*** RECORD SET Section Begins ***

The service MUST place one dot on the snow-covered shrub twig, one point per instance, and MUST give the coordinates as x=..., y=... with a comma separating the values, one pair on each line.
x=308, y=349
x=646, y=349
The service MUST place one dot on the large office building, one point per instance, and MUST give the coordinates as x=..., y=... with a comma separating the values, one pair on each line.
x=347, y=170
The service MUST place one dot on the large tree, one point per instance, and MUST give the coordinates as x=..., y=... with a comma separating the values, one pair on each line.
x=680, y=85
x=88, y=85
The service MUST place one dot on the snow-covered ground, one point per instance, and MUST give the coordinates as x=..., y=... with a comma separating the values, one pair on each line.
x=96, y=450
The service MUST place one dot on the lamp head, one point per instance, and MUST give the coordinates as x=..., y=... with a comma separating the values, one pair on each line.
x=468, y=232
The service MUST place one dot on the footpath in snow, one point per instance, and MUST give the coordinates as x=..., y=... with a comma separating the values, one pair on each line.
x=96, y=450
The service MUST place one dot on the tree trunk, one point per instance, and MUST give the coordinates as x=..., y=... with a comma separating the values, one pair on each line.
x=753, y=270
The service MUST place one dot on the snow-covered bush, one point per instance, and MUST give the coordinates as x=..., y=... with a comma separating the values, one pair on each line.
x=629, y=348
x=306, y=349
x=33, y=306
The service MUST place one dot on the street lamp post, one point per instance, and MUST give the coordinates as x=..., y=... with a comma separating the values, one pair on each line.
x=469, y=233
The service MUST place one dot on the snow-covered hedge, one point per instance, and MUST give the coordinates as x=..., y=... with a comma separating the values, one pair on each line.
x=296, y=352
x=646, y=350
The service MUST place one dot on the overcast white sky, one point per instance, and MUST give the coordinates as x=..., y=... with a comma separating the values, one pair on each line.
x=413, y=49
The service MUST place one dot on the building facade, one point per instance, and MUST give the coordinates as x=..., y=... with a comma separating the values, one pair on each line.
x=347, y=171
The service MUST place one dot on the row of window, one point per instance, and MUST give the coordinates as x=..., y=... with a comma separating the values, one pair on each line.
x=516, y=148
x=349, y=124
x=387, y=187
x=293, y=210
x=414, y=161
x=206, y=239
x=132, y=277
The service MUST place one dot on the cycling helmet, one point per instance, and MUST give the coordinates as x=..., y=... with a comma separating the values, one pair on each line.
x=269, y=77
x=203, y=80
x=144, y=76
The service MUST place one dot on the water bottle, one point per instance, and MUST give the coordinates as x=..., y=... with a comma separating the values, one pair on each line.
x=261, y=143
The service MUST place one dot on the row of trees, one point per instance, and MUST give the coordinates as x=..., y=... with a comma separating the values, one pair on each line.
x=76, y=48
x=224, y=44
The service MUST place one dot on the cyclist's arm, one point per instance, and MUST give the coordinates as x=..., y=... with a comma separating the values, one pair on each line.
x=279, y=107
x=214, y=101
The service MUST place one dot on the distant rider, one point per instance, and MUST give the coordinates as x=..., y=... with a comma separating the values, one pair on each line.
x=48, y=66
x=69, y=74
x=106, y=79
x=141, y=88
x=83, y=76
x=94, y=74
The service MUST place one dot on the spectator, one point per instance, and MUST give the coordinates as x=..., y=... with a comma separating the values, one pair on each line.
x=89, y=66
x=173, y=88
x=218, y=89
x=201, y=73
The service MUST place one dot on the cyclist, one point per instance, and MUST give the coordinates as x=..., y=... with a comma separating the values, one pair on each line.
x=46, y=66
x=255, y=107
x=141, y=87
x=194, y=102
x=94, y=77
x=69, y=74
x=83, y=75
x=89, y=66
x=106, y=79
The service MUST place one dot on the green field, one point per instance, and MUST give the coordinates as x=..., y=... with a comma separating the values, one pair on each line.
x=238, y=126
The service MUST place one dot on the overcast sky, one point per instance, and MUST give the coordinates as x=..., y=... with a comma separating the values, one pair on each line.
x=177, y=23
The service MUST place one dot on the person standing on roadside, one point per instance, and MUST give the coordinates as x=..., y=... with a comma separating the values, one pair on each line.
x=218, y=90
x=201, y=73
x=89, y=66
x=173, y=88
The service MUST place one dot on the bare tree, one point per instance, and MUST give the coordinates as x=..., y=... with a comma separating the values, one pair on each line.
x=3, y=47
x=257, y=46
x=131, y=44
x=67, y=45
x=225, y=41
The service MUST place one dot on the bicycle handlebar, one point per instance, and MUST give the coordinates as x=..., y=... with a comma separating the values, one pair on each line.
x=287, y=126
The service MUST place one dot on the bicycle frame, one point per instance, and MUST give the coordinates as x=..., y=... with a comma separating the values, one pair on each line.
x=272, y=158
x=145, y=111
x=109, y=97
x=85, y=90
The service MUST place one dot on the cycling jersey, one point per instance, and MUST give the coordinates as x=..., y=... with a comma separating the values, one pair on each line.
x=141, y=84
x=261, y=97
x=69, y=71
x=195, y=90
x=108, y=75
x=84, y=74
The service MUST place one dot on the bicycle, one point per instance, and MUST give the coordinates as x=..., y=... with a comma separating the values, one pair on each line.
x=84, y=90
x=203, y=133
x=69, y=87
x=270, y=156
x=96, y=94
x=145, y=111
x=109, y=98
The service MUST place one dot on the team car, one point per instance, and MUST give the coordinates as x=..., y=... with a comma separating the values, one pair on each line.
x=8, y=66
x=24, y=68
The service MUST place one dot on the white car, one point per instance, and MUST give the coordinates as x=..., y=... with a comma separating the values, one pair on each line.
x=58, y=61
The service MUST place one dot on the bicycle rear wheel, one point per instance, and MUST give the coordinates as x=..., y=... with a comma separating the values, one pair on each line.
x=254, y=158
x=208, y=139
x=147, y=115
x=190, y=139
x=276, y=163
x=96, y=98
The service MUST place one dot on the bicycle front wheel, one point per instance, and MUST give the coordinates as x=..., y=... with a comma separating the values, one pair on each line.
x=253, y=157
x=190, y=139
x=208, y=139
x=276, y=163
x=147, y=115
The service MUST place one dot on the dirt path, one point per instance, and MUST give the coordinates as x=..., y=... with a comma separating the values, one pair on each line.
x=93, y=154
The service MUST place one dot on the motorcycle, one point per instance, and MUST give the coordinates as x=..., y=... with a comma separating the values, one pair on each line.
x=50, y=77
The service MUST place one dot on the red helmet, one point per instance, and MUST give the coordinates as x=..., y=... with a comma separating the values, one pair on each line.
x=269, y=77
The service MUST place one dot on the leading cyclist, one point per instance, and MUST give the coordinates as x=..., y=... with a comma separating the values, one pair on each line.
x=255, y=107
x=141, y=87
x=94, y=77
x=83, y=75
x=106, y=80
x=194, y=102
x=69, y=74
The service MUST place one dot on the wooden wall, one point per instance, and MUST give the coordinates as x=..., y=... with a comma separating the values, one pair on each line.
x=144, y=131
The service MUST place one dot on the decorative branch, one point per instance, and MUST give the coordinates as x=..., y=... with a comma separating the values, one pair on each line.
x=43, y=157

*** RECORD SET Section Ends ***

*TASK DESCRIPTION*
What you return should match every line above exactly.

*RESPONSE TO THIS TASK*
The service MUST place one dot on the snow-covered shrub twig, one point per instance, and MUST give the coordinates as x=..., y=... with a comma separating the values, one pair on each line.
x=308, y=349
x=646, y=349
The service MUST place one dot on the large office building, one point per instance, and MUST give the coordinates as x=..., y=... with a comma separating the values, one pair on each line.
x=347, y=170
The service MUST place one dot on the large tree, one point per instance, and MUST give the coordinates as x=..., y=... with a comma separating the values, one pair on each line.
x=680, y=85
x=88, y=85
The service MUST place one dot on the snow-covered ground, one point per instance, and MUST give the coordinates as x=..., y=... with a comma separating the values, one pair on each line.
x=96, y=450
The service MUST place one dot on the lamp head, one point per instance, and MUST give the coordinates as x=..., y=... with a comma separating the values, one pair on each line.
x=468, y=232
The service MUST place one dot on the footpath in snow, one point per instance, and MUST give the coordinates as x=..., y=... with a comma separating the values, one pair on each line.
x=96, y=450
The service MUST place one dot on the tree trunk, one point per instance, and MUST give the coordinates as x=..., y=... with a comma separating the values, one pair on each line.
x=753, y=270
The service MUST place one dot on the snow-covered bush, one point per instance, and MUST give the coordinates as x=..., y=... with a comma separating the values, one pair on each line.
x=629, y=348
x=306, y=349
x=33, y=306
The service MUST place one dot on the street lamp post, one point per instance, and MUST give the coordinates as x=..., y=... with a comma separating the values, one pair on each line.
x=469, y=233
The service MUST place one dot on the snow-covered hedge, one point per instance, and MUST give the coordinates as x=..., y=... with a comma separating the values, one pair on each line.
x=296, y=352
x=646, y=350
The service MUST place one dot on the overcast white sky, one point per instance, and MUST give the coordinates as x=..., y=... with a comma separating the values, one pair on each line.
x=413, y=49
The service MUST place one dot on the building facade, one point per instance, and MUST give the coordinates as x=..., y=... with a comma separating the values, one pair on each line.
x=347, y=171
The service MUST place one dot on the row of window, one point per instance, and MUST give the coordinates as x=..., y=... with a comma separating the values, one pair on each line.
x=516, y=148
x=349, y=124
x=387, y=187
x=293, y=210
x=414, y=161
x=206, y=239
x=132, y=277
The service MUST place one dot on the cycling helmet, one point per instance, and MUST give the coordinates as x=..., y=... with a comma separating the values, one pair on each line.
x=269, y=77
x=203, y=80
x=144, y=76
The service MUST place one dot on the water bottle, one point per instance, and MUST give the coordinates as x=..., y=... with a comma separating the values, one pair on each line.
x=261, y=143
The service MUST place one dot on the row of trees, one point per instance, and MUST give the coordinates as x=..., y=... with a comma separating the values, one pair on each line.
x=76, y=48
x=224, y=44
The service MUST place one dot on the cyclist's arm, one point per instance, and MUST give the coordinates as x=..., y=... with a comma separating the values, one pair on each line.
x=279, y=107
x=214, y=101
The service MUST place one dot on the distant rider, one point per instance, and MUST give the coordinates as x=..., y=... with a comma separating the values, one pair on each line.
x=48, y=66
x=69, y=74
x=106, y=79
x=141, y=88
x=83, y=76
x=94, y=74
The service MUST place one dot on the spectator, one point per instance, and MUST give the coordinates as x=..., y=... with a comma separating the values, one pair on each line.
x=89, y=66
x=173, y=88
x=218, y=89
x=201, y=73
The service MUST place one dot on the cyclist, one point per instance, and MUST give the coordinates as x=..., y=... with a comma separating the values, one pair on each line.
x=46, y=66
x=255, y=107
x=141, y=87
x=194, y=102
x=94, y=77
x=69, y=74
x=83, y=75
x=89, y=66
x=106, y=79
The service MUST place one dot on the green field, one point per instance, and MUST give the coordinates as x=..., y=... with a comma separating the values, one pair on each line.
x=238, y=126
The service MUST place one dot on the overcast sky, one point per instance, and MUST give the coordinates as x=..., y=... with a comma separating the values, one pair on each line.
x=177, y=23
The service MUST place one dot on the person standing on roadside, one point per instance, and MUST give the coordinates as x=..., y=... with a comma separating the values, one pair on each line.
x=218, y=90
x=201, y=73
x=89, y=66
x=173, y=88
The service MUST place one dot on the bare tree, one point per instance, and MUST give the coordinates as x=..., y=... with a comma separating the values, one pair on each line.
x=3, y=47
x=257, y=46
x=131, y=44
x=67, y=45
x=225, y=41
The service MUST place one dot on the bicycle handlebar, one point per instance, and MUST give the coordinates as x=..., y=... with a comma separating the values, one pair on each line.
x=287, y=126
The service MUST place one dot on the bicycle frame, one point per instance, and MUST give the coordinates as x=..., y=... with a comma separating the values, one pair on each line.
x=272, y=158
x=145, y=111
x=109, y=97
x=85, y=90
The service MUST place one dot on the cycling jersey, one point per instance, and MUST give the coordinates as x=..., y=... with a comma separating the values, one pair on each line.
x=141, y=84
x=261, y=97
x=69, y=71
x=195, y=90
x=108, y=75
x=84, y=74
The service MUST place one dot on the bicycle, one point per instance, and MUST give the coordinates as x=..., y=... with a comma separating the values, one pair on each line.
x=84, y=90
x=203, y=133
x=69, y=87
x=270, y=156
x=96, y=94
x=145, y=111
x=109, y=98
The service MUST place one dot on the team car, one point per instance, and MUST give the coordinates as x=..., y=... with a comma separating the values, one pair on each line.
x=8, y=66
x=24, y=68
The service MUST place one dot on the white car, one point per instance, and MUST give the coordinates as x=..., y=... with a comma separating the values, one pair on each line.
x=58, y=61
The service MUST place one dot on the bicycle rear wheel, one point per instance, and MUST give the coordinates as x=..., y=... with a comma separating the values, one pair on each line.
x=254, y=158
x=208, y=139
x=147, y=115
x=190, y=139
x=276, y=163
x=96, y=98
The service MUST place one dot on the bicycle front wheel, one point per instance, and MUST give the coordinates as x=..., y=... with a comma separating the values, one pair on each line.
x=253, y=157
x=190, y=139
x=208, y=139
x=276, y=163
x=147, y=115
The service MUST place one dot on the dirt path, one point per instance, and MUST give the coordinates as x=..., y=... with a comma separating the values, one pair on each line.
x=93, y=154
The service MUST place one dot on the motorcycle, one point per instance, and MUST give the coordinates as x=..., y=... with a comma separating the values, one pair on each line.
x=50, y=77
The service MUST place one dot on the red helmet, one point per instance, and MUST give the coordinates as x=..., y=... with a comma separating the values, one pair on each line.
x=269, y=77
The service MUST place one dot on the leading cyclist, one point per instance, and MUST give the coordinates as x=..., y=... with a comma separating the values, one pair on each line.
x=255, y=107
x=141, y=87
x=94, y=77
x=83, y=75
x=106, y=80
x=194, y=102
x=69, y=74
The service MUST place one dot on the wooden wall, one point per instance, and MUST give the coordinates as x=..., y=... with a comma separating the values, one pair on each line.
x=144, y=131
The service MUST place one dot on the decorative branch, one point per instance, and MUST give the coordinates as x=..., y=... with a comma separating the values, one pair on each line.
x=43, y=157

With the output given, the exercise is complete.